## What to work on
Would you write out, word for word, each line of the records below from the top through the one holding "Detect the dark cloud in the picture above."?

━━━━

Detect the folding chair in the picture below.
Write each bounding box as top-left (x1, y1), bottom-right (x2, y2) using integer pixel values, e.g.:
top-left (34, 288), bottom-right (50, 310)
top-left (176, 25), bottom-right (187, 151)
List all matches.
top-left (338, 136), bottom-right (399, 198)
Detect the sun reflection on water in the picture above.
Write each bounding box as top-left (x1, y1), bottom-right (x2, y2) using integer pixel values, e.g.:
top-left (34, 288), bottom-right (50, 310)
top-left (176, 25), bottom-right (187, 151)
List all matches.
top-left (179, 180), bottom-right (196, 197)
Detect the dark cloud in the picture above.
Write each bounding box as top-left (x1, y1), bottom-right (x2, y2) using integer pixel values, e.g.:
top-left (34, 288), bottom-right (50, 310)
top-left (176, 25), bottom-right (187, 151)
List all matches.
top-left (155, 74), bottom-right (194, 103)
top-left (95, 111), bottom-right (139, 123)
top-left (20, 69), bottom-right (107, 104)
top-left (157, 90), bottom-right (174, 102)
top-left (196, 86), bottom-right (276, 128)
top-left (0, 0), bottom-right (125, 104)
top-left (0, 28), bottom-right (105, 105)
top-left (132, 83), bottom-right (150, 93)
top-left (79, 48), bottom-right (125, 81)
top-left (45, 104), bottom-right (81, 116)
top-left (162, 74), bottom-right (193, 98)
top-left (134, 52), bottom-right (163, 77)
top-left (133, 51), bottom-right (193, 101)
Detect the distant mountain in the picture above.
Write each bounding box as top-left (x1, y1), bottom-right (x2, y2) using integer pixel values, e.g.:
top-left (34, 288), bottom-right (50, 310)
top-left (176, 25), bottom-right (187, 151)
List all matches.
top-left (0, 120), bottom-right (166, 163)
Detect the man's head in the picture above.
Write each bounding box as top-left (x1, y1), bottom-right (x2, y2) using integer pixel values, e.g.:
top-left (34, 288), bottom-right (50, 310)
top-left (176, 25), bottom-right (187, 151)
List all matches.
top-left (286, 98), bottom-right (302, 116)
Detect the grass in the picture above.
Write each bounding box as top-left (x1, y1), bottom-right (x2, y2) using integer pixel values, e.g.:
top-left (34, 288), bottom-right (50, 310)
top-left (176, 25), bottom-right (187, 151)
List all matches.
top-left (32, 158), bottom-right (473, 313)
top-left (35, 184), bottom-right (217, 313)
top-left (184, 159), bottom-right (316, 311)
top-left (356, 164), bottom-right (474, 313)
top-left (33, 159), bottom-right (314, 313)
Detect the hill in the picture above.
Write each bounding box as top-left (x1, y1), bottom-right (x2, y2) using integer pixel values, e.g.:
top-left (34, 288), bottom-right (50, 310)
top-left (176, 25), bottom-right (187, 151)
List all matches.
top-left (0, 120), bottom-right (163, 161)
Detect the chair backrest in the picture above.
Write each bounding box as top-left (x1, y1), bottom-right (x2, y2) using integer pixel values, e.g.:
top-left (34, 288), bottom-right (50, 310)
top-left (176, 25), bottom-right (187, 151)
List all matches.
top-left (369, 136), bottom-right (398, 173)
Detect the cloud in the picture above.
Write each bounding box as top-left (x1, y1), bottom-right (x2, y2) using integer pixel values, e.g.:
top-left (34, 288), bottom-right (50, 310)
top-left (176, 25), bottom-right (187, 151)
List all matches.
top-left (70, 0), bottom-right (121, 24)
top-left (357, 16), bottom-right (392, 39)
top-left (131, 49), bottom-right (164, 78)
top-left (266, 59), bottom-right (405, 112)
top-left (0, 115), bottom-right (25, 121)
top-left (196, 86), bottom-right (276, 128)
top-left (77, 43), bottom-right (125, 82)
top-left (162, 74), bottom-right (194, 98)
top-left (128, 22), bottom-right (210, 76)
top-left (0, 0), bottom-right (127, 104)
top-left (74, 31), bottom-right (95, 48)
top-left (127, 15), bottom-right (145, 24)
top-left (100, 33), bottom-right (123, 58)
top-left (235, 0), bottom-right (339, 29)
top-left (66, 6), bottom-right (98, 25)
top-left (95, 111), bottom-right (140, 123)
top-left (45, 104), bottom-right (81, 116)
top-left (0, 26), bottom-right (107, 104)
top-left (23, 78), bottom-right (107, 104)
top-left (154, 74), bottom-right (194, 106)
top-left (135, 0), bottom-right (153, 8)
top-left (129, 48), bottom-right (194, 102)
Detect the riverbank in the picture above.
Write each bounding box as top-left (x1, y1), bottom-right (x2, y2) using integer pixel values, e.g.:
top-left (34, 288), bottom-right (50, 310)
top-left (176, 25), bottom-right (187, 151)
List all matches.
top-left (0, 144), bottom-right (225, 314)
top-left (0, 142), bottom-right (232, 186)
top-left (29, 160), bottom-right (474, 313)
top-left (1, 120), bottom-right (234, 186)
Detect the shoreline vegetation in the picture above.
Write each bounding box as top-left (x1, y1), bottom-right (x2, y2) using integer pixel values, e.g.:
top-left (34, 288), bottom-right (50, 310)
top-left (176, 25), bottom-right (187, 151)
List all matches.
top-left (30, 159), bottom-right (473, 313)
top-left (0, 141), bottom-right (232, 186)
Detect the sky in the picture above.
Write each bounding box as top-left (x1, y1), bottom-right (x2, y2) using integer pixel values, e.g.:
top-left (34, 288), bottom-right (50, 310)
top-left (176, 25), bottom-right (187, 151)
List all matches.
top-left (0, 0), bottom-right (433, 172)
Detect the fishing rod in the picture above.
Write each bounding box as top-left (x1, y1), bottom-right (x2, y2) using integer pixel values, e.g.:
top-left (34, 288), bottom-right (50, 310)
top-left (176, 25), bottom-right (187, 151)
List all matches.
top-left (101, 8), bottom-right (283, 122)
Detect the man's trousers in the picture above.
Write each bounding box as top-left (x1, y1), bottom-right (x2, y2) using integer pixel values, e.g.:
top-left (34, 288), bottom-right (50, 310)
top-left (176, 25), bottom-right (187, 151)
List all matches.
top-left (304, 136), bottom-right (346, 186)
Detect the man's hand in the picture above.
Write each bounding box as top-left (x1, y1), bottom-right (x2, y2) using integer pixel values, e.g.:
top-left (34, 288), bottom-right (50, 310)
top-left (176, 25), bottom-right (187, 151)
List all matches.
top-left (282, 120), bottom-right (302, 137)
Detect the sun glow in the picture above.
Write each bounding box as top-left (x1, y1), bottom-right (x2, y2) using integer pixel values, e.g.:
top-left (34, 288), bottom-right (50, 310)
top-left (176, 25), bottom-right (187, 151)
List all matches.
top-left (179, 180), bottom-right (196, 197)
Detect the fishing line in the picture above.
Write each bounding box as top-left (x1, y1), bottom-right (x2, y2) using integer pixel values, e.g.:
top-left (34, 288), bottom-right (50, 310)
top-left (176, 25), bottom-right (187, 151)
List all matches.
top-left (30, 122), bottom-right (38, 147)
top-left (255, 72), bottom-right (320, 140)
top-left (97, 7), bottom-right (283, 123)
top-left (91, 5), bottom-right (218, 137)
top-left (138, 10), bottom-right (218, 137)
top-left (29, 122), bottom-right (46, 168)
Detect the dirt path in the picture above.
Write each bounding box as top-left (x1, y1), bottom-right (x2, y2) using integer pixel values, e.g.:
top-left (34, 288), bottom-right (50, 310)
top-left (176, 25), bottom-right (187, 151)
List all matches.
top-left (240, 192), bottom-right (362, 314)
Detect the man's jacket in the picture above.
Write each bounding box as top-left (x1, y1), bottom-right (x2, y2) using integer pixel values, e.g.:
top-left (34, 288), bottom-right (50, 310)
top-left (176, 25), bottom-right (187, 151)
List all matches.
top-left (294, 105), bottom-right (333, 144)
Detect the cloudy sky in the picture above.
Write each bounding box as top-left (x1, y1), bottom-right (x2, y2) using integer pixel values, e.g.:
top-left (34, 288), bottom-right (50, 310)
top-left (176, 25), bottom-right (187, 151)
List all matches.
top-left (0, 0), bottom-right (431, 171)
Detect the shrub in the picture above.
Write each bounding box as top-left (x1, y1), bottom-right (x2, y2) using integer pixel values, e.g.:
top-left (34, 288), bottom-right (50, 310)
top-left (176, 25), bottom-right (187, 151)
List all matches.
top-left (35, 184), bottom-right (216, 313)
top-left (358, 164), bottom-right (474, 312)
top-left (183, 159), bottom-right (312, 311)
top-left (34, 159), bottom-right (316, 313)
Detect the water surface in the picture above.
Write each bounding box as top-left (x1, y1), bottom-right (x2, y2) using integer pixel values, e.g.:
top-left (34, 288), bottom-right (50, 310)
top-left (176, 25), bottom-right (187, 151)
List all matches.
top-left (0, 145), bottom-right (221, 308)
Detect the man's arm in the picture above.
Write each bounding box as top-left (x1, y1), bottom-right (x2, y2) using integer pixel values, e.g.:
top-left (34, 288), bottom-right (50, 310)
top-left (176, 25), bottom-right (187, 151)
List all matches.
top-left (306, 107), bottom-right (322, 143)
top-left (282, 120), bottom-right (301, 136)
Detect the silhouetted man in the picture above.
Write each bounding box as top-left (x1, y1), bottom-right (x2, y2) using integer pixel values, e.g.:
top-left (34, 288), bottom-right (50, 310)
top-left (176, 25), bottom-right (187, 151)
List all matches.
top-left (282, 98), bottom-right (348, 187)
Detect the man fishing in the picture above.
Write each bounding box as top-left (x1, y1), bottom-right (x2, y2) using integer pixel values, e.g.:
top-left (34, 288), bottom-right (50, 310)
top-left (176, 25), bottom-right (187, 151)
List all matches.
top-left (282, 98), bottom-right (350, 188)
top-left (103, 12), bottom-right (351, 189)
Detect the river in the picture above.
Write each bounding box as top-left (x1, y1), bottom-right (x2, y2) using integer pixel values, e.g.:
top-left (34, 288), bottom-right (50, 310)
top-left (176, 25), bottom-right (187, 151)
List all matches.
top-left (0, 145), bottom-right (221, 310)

━━━━

## Answer area
Detect the folding chair in the picture below.
Write each bounding box as top-left (x1, y1), bottom-right (x2, y2) using integer pixel values, e.g.:
top-left (34, 288), bottom-right (50, 310)
top-left (176, 25), bottom-right (187, 151)
List all matches.
top-left (338, 136), bottom-right (399, 198)
Detect the sun reflection on water in the picture above.
Write each bounding box as top-left (x1, y1), bottom-right (x2, y2) using integer pixel values, e.g.:
top-left (34, 288), bottom-right (50, 310)
top-left (176, 25), bottom-right (187, 151)
List all matches.
top-left (179, 180), bottom-right (196, 197)
Detect the dark cloud in the picture above.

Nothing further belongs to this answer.